**Exercise brief:** Format the data below as a two-column Markdown table: put each line's position in the Number column and the line itself in the Entry column. Skip any blank lines.

**Data lines:**
#####

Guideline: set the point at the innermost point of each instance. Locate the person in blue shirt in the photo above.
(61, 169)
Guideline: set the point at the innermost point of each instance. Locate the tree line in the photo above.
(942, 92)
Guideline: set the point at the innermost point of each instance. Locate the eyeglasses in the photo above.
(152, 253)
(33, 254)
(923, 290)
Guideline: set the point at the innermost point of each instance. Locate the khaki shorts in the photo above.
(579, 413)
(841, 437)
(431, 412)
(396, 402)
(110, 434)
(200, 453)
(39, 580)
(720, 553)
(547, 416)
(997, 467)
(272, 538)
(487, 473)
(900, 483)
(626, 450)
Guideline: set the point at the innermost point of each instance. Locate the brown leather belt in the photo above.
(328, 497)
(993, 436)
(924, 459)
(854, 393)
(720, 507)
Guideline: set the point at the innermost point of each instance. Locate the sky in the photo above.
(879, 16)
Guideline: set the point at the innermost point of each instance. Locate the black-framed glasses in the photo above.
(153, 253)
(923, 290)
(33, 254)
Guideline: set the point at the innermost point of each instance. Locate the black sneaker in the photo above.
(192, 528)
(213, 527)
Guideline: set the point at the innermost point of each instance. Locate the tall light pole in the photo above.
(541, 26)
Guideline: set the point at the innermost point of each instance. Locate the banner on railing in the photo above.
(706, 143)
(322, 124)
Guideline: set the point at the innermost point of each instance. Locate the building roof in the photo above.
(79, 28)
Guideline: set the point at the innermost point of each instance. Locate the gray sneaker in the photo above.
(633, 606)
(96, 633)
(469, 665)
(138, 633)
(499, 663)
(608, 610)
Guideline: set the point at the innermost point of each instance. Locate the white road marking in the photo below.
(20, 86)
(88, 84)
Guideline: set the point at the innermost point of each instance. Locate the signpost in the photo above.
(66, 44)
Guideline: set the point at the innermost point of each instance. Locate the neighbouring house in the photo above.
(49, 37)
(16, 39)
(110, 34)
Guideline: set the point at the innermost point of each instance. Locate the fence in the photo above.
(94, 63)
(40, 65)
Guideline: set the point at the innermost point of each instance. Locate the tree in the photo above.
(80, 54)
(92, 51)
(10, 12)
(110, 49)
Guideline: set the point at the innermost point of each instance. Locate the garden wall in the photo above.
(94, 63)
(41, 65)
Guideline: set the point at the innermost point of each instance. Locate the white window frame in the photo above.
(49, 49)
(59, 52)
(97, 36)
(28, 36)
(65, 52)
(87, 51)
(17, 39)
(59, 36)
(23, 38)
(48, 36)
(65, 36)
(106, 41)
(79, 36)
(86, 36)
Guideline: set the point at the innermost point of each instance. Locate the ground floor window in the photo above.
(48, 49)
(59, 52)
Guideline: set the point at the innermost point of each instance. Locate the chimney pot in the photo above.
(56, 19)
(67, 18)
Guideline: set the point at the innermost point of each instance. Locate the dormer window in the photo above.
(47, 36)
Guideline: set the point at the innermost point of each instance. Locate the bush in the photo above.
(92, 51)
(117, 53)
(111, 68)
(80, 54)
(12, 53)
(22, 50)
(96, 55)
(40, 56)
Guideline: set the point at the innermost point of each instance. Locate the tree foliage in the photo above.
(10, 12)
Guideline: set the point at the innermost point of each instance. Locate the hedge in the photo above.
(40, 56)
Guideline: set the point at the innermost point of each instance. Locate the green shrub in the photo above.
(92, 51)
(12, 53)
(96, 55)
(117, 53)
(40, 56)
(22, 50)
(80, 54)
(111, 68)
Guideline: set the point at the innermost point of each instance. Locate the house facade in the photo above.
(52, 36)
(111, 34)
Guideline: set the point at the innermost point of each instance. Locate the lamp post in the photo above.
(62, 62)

#####

**Worked solution:**
| Number | Entry |
|---|---|
| 1 | Guideline: set the point at the innermost point of each instance. Locate the person in blue shirt in the photo above. |
| 2 | (61, 169) |
| 3 | Guideline: set the point at the innermost point of each instance. Locate the tree line in the photo above. |
| 4 | (942, 92) |
| 5 | Guideline: set the point at the innermost point of each instance. Locate the eyeglasses in the photo above. |
| 6 | (152, 253) |
| 7 | (33, 254) |
| 8 | (923, 290) |
| 9 | Guideline: set the point at the innermost point of each instance. Locate the khaki shorts in the photo above. |
| 10 | (579, 413) |
| 11 | (841, 437) |
| 12 | (431, 412) |
| 13 | (396, 402) |
| 14 | (110, 434) |
| 15 | (200, 453) |
| 16 | (39, 580) |
| 17 | (720, 553) |
| 18 | (547, 416) |
| 19 | (997, 467) |
| 20 | (272, 538) |
| 21 | (487, 473) |
| 22 | (900, 483) |
| 23 | (626, 450) |
| 24 | Guideline: set the point at the innermost point of each instance. Locate the brown leather belt in the photo above. |
| 25 | (328, 497) |
| 26 | (993, 436) |
| 27 | (924, 459) |
| 28 | (854, 393) |
| 29 | (720, 507) |
| 30 | Guideline: set the point at the innermost point of each instance. Locate the sky in the photo above. |
| 31 | (879, 16) |
| 32 | Guideline: set the point at the innermost point of each instance. Locate the black-framed glasses in the photo above. |
| 33 | (153, 253) |
| 34 | (923, 290) |
| 35 | (33, 254) |
| 36 | Guideline: set the point at the innermost point of each instance. Locate the black sneaker in the photo above. |
| 37 | (192, 528) |
| 38 | (213, 527) |
| 39 | Guideline: set the point at the innermost point of each instance. Locate the tall light pole in the photo above. |
| 40 | (541, 26) |
| 41 | Guideline: set the point at the innermost point of each instance. Locate the banner on railing in the photo above. |
| 42 | (706, 143) |
| 43 | (322, 124) |
| 44 | Guideline: set the point at the innermost point of each instance. Locate the building roof in the photo above. |
| 45 | (79, 28) |
| 46 | Guideline: set the point at the innermost point of each instance. Locate the gray sneaker in the photo above. |
| 47 | (633, 606) |
| 48 | (96, 633) |
| 49 | (469, 665) |
| 50 | (138, 633) |
| 51 | (499, 663) |
| 52 | (608, 610) |
| 53 | Guideline: set the point at the innermost point of each instance. Locate the white road marking in the photo below. |
| 54 | (20, 86) |
| 55 | (88, 84) |
| 56 | Guideline: set the point at the innermost point of each instance. Locate the signpost in the photo above. |
| 57 | (66, 44) |
| 58 | Guideline: set the point at the innermost point of each instance. Locate the neighbouring house in the photo above. |
| 59 | (49, 37) |
| 60 | (16, 39) |
| 61 | (110, 34) |
| 62 | Guideline: set the point at the innermost point of each instance. Locate the fence in the photo above. |
| 63 | (94, 63) |
| 64 | (40, 65) |
| 65 | Guideline: set the point at the innermost point of each instance. Locate the tree in the photo above. |
| 66 | (80, 54) |
| 67 | (92, 51) |
| 68 | (10, 12) |
| 69 | (110, 49) |
| 70 | Guideline: set the point at the innermost point of each instance. Locate the garden wall in the photo above. |
| 71 | (94, 63) |
| 72 | (41, 65) |
| 73 | Guideline: set the point at the innermost point of each instance. Locate the white window frame in the photo above. |
| 74 | (49, 49) |
| 75 | (59, 52) |
| 76 | (97, 36) |
| 77 | (28, 36) |
| 78 | (65, 52) |
| 79 | (87, 51) |
| 80 | (17, 39) |
| 81 | (59, 36) |
| 82 | (23, 38) |
| 83 | (48, 36) |
| 84 | (65, 36) |
| 85 | (106, 41) |
| 86 | (79, 36) |
| 87 | (86, 36) |
| 88 | Guideline: set the point at the innermost point of each instance. Locate the ground floor window in the photo above. |
| 89 | (48, 49) |
| 90 | (59, 52) |
| 91 | Guideline: set the point at the innermost point of each instance. Locate the chimney pot in the photo above. |
| 92 | (56, 19) |
| 93 | (67, 18) |
| 94 | Guideline: set the point at the innermost point of each instance. Locate the dormer window in the photo above. |
| 95 | (47, 36) |
| 96 | Guideline: set the point at the innermost point of each instance. Locate the bush in the photo above. |
| 97 | (92, 51) |
| 98 | (117, 53) |
| 99 | (111, 68) |
| 100 | (80, 54) |
| 101 | (12, 53) |
| 102 | (22, 50) |
| 103 | (96, 55) |
| 104 | (40, 56) |
| 105 | Guideline: set the point at the innermost point of each instance. Locate the tree foliage in the photo above. |
| 106 | (10, 12) |
| 107 | Guideline: set the point at the innermost point of each instance. Locate the hedge in the photo above. |
| 108 | (40, 56) |
| 109 | Guideline: set the point at the innermost point of each instance. Locate the green shrub in the photo above. |
| 110 | (92, 51) |
| 111 | (12, 53) |
| 112 | (96, 55) |
| 113 | (117, 53) |
| 114 | (40, 56) |
| 115 | (22, 50) |
| 116 | (80, 54) |
| 117 | (111, 68) |
| 118 | Guideline: set the point at the innermost point of each instance. Locate the house facade in the photo above. |
| 119 | (52, 36) |
| 120 | (111, 34) |
| 121 | Guideline: set the point at the innermost point of each instance. Locate the lamp post in the photo above. |
| 122 | (62, 62) |